Source text =>
※

Here's a question for these July days: Did the heat save the city of Washington from the advancing Confederate army -- or was it the whiskey kept by my great-great-great grandfather, Francis Preston Blair of Silver Spring?

One hundred and twenty-six years ago, panic swept the nation's capital on July 11 and 12. Gen. Jubal Early and an estimated 50,000 Confederate troops (many said 100,000) were marching down Georgia Avenue.

Terrified civilians, some driving herds of livestock, flooded into the city ahead of the rebel column. At the War Department, generals argued about who was in command while a motley crew of convalescents, quartermasters and clerks were sent up 7th Street to man the city's defenses. At the Navy Yard a steamboat stood by to whisk President Abraham Lincoln to safety.

But in truth, Early led only 10,000 men. And as they marched through Rockville on July 11, they unknowingly crossed the path of President James Madison's flight, 50 years earlier, from the British and a burning capital. By nightfall Jubal Early would narrowly miss duplicating the British feat by a few crucial hours.

His men had marched 250 miles in three weeks, without benefit of rain or rest. Many were barefoot. Two days earlier they'd fought a pitched battle at Monocacy, near Frederick. Now, under the blazing sun, they couldn't keep pace, despite Early's pleas.

"It was one of the hottest days I ever felt" reminisced a Georgia private in his memoirs. "We were enveloped in clouds of dust and a great many of our dear boys fell by the roadside from exhaustion."

※

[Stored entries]
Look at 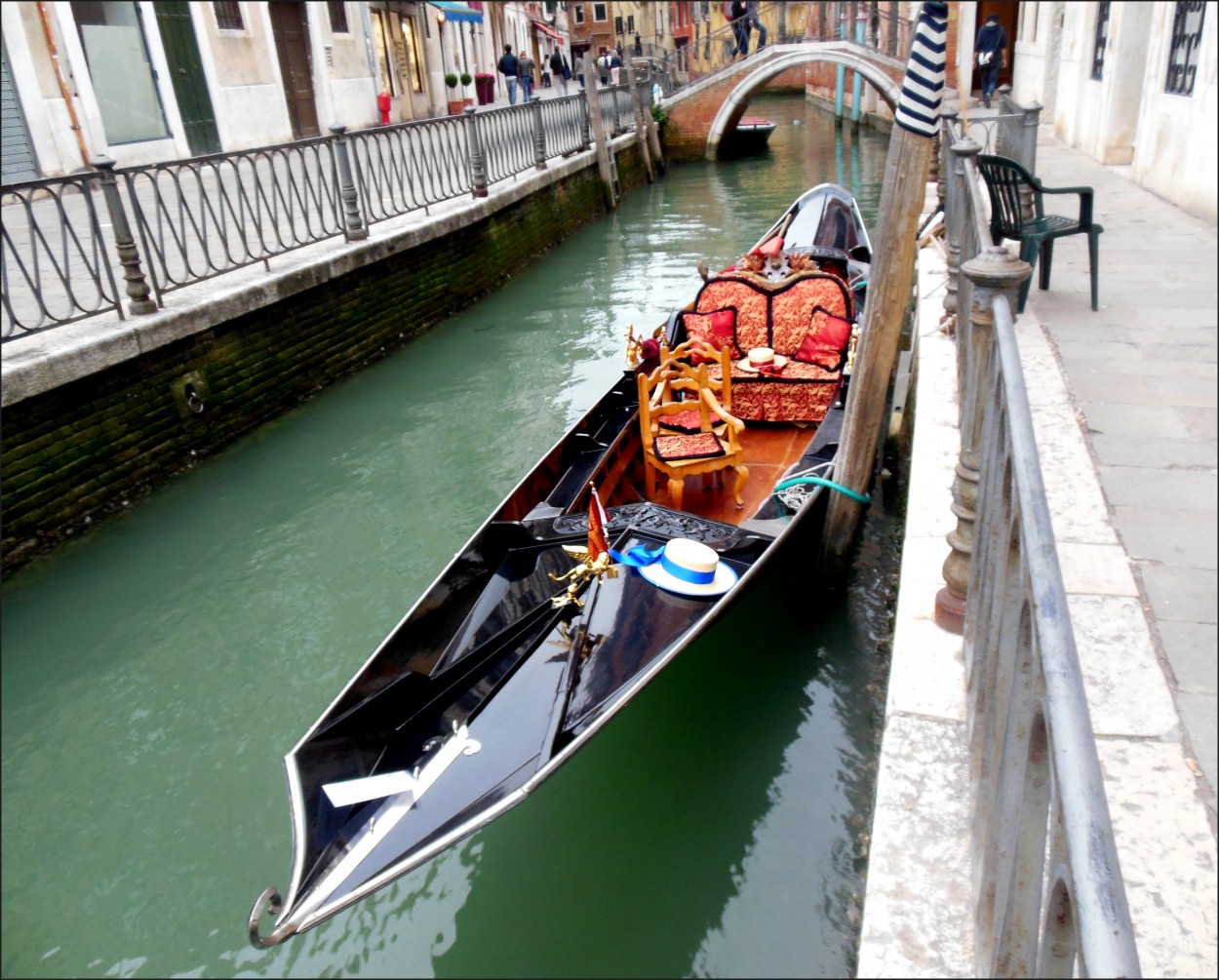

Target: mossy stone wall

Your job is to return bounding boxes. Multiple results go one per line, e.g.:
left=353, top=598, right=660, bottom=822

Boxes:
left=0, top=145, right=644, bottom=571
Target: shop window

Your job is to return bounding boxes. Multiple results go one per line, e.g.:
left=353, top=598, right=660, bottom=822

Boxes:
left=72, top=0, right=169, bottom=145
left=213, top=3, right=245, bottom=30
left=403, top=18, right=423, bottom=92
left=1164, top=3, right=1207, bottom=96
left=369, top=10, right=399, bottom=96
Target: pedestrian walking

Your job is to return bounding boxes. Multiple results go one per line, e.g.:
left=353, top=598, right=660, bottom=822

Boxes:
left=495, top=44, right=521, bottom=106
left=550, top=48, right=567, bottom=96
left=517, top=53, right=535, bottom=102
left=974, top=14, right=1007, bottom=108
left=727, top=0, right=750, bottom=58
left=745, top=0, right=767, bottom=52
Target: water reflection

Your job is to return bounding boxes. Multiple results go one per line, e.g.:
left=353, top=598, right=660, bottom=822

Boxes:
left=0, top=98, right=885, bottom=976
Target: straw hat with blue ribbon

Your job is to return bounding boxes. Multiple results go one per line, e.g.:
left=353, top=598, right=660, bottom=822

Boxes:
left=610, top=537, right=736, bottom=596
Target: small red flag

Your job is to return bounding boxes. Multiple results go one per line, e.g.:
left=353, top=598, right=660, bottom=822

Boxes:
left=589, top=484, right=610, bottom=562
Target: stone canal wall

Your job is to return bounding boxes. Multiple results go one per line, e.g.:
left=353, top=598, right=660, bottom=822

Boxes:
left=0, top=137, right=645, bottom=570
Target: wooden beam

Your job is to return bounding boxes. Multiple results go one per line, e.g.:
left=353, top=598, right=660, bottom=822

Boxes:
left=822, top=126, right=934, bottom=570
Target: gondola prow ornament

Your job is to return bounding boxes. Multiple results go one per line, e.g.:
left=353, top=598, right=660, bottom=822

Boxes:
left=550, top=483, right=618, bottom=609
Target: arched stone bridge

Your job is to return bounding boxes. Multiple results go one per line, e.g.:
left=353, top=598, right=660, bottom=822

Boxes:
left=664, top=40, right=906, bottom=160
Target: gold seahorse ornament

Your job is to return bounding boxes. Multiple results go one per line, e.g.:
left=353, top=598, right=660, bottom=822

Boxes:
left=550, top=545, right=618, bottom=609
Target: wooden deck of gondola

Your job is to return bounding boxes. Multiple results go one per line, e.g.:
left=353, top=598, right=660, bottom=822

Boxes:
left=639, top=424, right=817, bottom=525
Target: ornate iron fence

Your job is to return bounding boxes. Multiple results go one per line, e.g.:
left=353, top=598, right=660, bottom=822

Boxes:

※

Tasks for this exercise =>
A) In the account of Jubal Early's march on Washington, rewrite the stretch from "But in truth, Early" through "despite Early's pleas.", swapping "barefoot" for "shoeless".
B) Write the next part of the account of Jubal Early's march on Washington, beginning after its final sentence.

Answers to each task =>
A)
But in truth, Early led only 10,000 men. And as they marched through Rockville on July 11, they unknowingly crossed the path of President James Madison's flight, 50 years earlier, from the British and a burning capital. By nightfall Jubal Early would narrowly miss duplicating the British feat by a few crucial hours.

His men had marched 250 miles in three weeks, without benefit of rain or rest. Many were shoeless. Two days earlier they'd fought a pitched battle at Monocacy, near Frederick. Now, under the blazing sun, they couldn't keep pace, despite Early's pleas.

B)
When Early's column reached Silver Spring it sagged to a halt. But it was too late. As Jubal Early looked through his field glasses he saw veteran Union reinforcements marching up Georgia Avenue to defend the city.

Instead of attacking, the rebels spent the rest of the day "lazily lounging about the cool waters of Silver Spring, picking blackberries in the orchard" of Postmaster General Montgomery Blair, Francis Preston's son, according to the memoirs of Confederate Gen. John B. Gordon.

They also, the story goes, happened on the "Old Gentleman's" barrels of surplus spirits.

Lincoln's Navy secretary, Gideon Welles, a teetotaler, had ordered the Union Navy dry. Sailors no longer received a daily ration of grog. As a result, the Navy had a large inventory of spirits for sale. Several Silver Spring bargain hunters, including Francis Preston Blair, a close friend of Welles, were said to have taken advantage of the opportunity.

Years later Jubal Early wrote "not more than one-third of my force could have been carried into action" because of fatigue. But according to local legend it was Gideon Welles who unwittingly rendered many of Early's men unfit for action.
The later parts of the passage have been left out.